■ **What you need to do**: Filter the records below down to every line that contains the string "tree". Case counts.

■ **Records provided**:

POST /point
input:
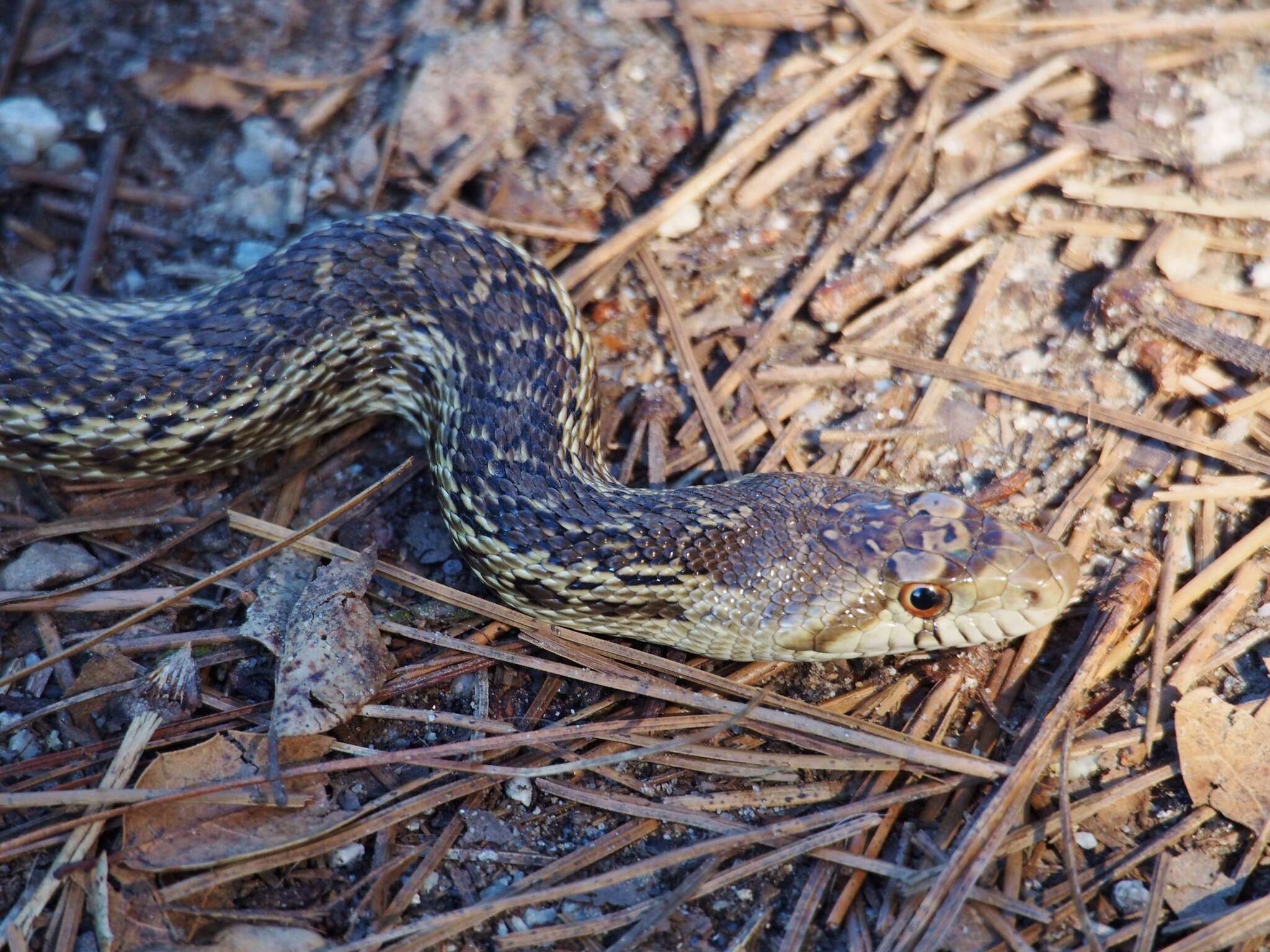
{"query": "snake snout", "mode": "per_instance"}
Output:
==
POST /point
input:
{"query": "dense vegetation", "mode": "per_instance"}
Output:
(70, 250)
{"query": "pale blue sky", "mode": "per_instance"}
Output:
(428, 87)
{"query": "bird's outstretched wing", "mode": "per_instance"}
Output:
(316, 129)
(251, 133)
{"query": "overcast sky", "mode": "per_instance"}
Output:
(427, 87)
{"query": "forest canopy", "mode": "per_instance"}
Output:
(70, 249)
---
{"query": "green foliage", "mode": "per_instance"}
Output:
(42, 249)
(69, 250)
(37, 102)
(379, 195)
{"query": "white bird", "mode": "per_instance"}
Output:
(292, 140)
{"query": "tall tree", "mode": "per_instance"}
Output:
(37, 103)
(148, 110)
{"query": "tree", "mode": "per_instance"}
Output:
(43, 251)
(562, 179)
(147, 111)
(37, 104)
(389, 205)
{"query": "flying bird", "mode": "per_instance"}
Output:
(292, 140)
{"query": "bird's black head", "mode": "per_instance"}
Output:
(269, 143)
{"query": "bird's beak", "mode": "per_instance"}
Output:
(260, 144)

■ **Task output**:
{"query": "tall tree", "mode": "per_instance"}
{"query": "tree", "mode": "per_instance"}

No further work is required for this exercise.